JOB:
Print each of the following lines verbatim, with no changes.

ENTRIES SUPPLIED:
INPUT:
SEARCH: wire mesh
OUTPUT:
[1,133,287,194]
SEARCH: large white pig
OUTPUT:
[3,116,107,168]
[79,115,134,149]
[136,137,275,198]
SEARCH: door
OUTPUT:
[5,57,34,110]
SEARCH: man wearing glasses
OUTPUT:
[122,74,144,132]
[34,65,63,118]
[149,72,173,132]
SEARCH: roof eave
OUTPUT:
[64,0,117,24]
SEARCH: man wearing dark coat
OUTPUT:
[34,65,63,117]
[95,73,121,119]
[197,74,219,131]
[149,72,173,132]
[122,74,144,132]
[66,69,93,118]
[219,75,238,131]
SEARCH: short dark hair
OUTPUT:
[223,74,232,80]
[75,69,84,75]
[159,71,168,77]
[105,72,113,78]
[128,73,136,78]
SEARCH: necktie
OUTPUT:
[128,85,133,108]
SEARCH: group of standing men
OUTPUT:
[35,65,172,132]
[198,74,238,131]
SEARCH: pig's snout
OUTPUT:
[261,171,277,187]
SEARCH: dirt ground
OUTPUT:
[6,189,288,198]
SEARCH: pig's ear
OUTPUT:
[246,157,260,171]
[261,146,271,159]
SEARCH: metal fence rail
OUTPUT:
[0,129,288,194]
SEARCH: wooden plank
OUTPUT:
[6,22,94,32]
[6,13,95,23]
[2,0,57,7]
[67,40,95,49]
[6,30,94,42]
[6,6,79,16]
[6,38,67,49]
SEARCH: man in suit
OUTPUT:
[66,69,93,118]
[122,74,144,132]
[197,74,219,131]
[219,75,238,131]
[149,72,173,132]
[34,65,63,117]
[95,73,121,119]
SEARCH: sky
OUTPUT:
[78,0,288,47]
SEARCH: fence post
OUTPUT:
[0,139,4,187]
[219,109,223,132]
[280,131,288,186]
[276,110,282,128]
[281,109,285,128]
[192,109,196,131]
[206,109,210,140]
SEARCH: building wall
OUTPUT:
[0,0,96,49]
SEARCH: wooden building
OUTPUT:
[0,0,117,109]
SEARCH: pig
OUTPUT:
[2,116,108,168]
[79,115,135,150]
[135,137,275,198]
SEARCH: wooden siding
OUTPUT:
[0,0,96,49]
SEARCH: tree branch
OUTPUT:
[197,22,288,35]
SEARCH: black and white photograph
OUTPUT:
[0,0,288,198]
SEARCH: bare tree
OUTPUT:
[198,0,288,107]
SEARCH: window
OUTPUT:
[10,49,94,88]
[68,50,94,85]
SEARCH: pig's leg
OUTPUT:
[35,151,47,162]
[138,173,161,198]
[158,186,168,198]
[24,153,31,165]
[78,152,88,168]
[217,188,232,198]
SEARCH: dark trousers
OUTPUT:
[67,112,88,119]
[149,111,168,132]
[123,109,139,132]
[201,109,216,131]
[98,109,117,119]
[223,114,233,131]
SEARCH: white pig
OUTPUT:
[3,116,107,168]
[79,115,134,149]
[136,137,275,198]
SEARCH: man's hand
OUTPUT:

EXERCISE RESULT:
INPUT:
SEARCH: wire mesh
OUTPUT:
[1,133,287,194]
SEARCH: large white pig
OUTPUT:
[3,116,107,168]
[79,115,134,149]
[136,137,275,198]
SEARCH: door
OUTPUT:
[5,57,34,110]
SEARCH: man wearing glasses
OUTPUT:
[122,74,144,132]
[34,65,63,118]
[149,72,173,132]
SEARCH: roof eave
OUTPUT:
[64,0,117,24]
SEARCH: man wearing dark coat
OUTPUT:
[34,65,63,117]
[95,73,121,119]
[197,74,219,131]
[149,72,173,132]
[122,74,144,132]
[66,69,93,118]
[219,75,238,131]
SEARCH: short dark hair
OUTPUT:
[223,74,232,80]
[75,69,84,75]
[159,71,168,77]
[105,72,113,78]
[128,73,136,78]
SEARCH: necktie
OUTPUT:
[128,85,133,108]
SEARCH: group of standing men
OUTPUT:
[35,65,172,132]
[198,74,238,131]
SEARCH: pig's snout
OUTPUT:
[261,171,277,187]
SEARCH: dirt ground
OUTPUT:
[6,189,288,198]
SEARCH: pig's ear
OUTPUT:
[246,157,260,171]
[261,146,271,159]
SEARCH: metal fence rail
OUTPUT:
[0,129,288,194]
SEARCH: wooden plank
OUTPUT:
[6,22,94,32]
[6,13,95,23]
[2,0,57,7]
[67,40,95,49]
[6,30,94,42]
[6,6,79,16]
[6,38,67,49]
SEARCH: man in suit
OUTPUT:
[66,69,93,118]
[122,74,144,132]
[197,74,219,131]
[219,75,238,131]
[149,72,173,132]
[34,65,63,117]
[95,73,121,119]
SEARCH: sky
OUTPUT:
[78,0,288,47]
SEARCH: fence post
OUTPUT:
[0,139,4,187]
[219,109,223,132]
[280,131,288,186]
[276,110,282,128]
[281,109,285,128]
[192,109,196,131]
[206,109,210,140]
SEARCH: building wall
OUTPUT:
[0,0,96,49]
SEARCH: wooden building
OUTPUT:
[0,0,117,109]
SEARCH: pig
OUTPUT:
[2,116,108,168]
[79,115,135,150]
[135,137,275,198]
SEARCH: wooden siding
OUTPUT:
[0,0,96,49]
SEARCH: tree branch
OUTPUT:
[197,22,288,35]
SEARCH: black and white photograph
OUTPUT:
[0,0,288,198]
SEARCH: bare tree
OUTPUT:
[198,0,288,107]
SEARCH: window
OUTPUT:
[10,49,94,88]
[68,50,94,85]
SEARCH: pig's leg
OUTPUT:
[35,151,47,162]
[138,173,161,198]
[158,186,168,198]
[24,153,31,165]
[78,152,88,168]
[217,188,232,198]
SEARCH: dark trousers
OUTPUT:
[67,112,88,119]
[149,111,168,132]
[123,109,139,132]
[201,109,216,131]
[98,109,117,119]
[223,114,233,131]
SEARCH: white pig
OUTPUT:
[3,116,107,168]
[79,115,134,149]
[136,137,275,198]
SEARCH: man's hand
OUTPUT:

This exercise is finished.